Additionally, meadows and grasslands were the easiest to develop into farm fields, and farm fields were the easiest to develop into towns, cities, and suburbs. All of this contributed to the rarity of native eastern meadows and grasslands today. We stabilized their disturbance regimes and developed them out of existence.
Besides being historical fixtures of this landscape, meadows are ecologically significant. They provide a more stable carbon storage than forests because 90% of their carbon is stored below ground in root matter, whereas most of the forest’s carbon is stored in above ground vegetation. The deep root systems of grassland plants that provide stable carbon storage also act as sponges, helping rainwater soak into the ground and recharge groundwater, rather than running over land and carrying muddy water into streams.
Meadows are biodiversity hot spots and support a large number of plants, insects, birds, reptiles, and mammals. They are the homes of organisms that provide critically important services to us, like pollination.
Although meadows may be disappearing, there are steps we can take to restore them.
Beginning in 2021, Lancaster Conservancy engaged with the Natural Resources Conservation Service and Pheasants Forever to develop plans to convert fields at Safe Harbor, Kellys Run, Tucquan Glen, and Wizard Ranch into warm season grass pollinator meadows. Restoration timelines are often long, but in April 2024, we drill seeded the first fields at Kellys Run Nature Preserve. The seed mixtures, designed specifically for these sites in consultation with our partners, are tailored to provide crucial habitat for imperiled species including monarchs, American bumblebee, regal fritillary, and frosted elfin.

▸ **Work task A**
Translate this sentence from the text on meadows into Spanish: "Meadows are biodiversity hot spots and support a large number of plants, insects, birds, reptiles, and mammals."
▸ **Work task B**
Write a continuation of the text on meadow restoration above, starting right after its final sentence.

(Dataset entries)
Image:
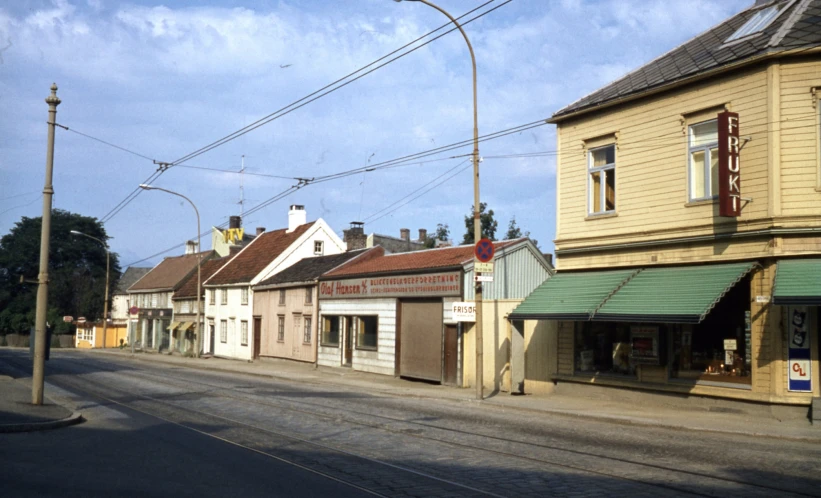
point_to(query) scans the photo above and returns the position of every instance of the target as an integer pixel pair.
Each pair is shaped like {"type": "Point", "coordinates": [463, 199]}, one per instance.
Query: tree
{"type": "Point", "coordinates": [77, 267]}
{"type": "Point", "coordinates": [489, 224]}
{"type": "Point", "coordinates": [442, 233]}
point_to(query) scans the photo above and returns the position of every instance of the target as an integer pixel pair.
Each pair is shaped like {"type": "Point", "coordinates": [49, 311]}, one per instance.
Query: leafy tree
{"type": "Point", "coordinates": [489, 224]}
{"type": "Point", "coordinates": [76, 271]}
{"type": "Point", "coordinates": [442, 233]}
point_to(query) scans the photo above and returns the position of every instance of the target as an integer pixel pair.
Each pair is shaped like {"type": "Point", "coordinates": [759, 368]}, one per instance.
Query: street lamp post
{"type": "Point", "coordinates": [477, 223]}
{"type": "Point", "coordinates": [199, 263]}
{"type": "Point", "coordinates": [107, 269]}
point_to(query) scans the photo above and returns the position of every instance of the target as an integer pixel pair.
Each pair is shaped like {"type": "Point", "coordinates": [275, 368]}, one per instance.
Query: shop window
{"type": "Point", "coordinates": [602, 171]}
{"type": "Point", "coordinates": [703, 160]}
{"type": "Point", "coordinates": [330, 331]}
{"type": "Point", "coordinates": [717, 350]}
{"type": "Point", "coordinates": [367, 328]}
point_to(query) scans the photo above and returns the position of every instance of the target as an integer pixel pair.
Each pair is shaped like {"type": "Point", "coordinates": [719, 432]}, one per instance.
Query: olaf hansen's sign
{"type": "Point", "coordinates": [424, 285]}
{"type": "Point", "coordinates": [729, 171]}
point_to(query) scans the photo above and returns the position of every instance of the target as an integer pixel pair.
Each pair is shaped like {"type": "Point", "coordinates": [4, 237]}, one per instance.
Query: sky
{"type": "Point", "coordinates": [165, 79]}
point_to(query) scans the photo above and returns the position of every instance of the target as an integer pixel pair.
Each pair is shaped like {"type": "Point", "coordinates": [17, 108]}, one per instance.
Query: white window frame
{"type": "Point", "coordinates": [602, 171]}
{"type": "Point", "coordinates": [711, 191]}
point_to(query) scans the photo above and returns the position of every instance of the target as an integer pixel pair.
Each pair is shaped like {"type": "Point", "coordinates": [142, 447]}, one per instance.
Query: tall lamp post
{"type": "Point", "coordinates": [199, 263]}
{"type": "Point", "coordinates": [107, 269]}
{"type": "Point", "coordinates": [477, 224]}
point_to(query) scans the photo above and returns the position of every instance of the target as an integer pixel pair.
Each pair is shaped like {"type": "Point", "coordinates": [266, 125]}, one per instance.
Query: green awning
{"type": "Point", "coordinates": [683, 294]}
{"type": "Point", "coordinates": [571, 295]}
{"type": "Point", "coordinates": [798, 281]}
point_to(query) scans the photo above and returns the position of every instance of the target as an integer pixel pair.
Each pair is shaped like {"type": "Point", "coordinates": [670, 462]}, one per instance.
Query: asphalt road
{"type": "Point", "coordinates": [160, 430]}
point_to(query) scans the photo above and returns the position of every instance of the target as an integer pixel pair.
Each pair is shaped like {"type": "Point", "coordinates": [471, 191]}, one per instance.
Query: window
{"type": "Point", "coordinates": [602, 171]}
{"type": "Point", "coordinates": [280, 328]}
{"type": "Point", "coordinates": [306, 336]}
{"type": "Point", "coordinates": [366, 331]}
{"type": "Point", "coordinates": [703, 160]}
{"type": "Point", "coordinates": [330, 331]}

▸ **Exercise response A**
Los prados son puntos críticos de biodiversidad y sostienen una gran cantidad de plantas, insectos, aves, reptiles y mamíferos.

▸ **Exercise response B**
Once a meadow is established, it is imperative to manage fast-growing invasive species that can outcompete desirable meadow species. Invasive species are typically introduced into a new area from their original ecosystem – often their original ecosystem is on another continent – which means the typical population controls like diseases and predation (or herbivory) aren’t there to keep their numbers in check. Their populations can grow exponentially, and they outcompete native organisms for resources like food, water, sunlight, and nutrients. Their overall effect is a reduction in biodiversity.
Depending on the species, once an invasive plant is allowed to establish itself within a meadow and produce seed, the seedbank from that plant can sit dormant in the soil for up to seven years, meaning any efforts to control the establishment and spread of the invasive species can last for up to seven years (and that is assuming that, over that timeframe, control efforts are sufficient to prevent the dispersal of additional seed).
In addition to the management of invasive species, successful meadow management also sometimes means managing species that would be desirable in a different habitat type, such as young stems of sycamore, tulip polar, and black locust. Left to their own devices, these pioneer forest species will seed into a meadow in the process of ecological succession. Left alone, these woody species will expand and begin to change ecological interactions as the meadow begins to transition into an early successional woodland. While both have their benefits, meadows and early successional woodlands provide different ecological services. The control of woody stems can be accomplished using a variety of methods including cutting, prescribed mowing, and prescribed fire.
Lancaster Conservancy is working to support healthy meadows at nature preserves including Clark, Kellys Run, and Donegal Highlands.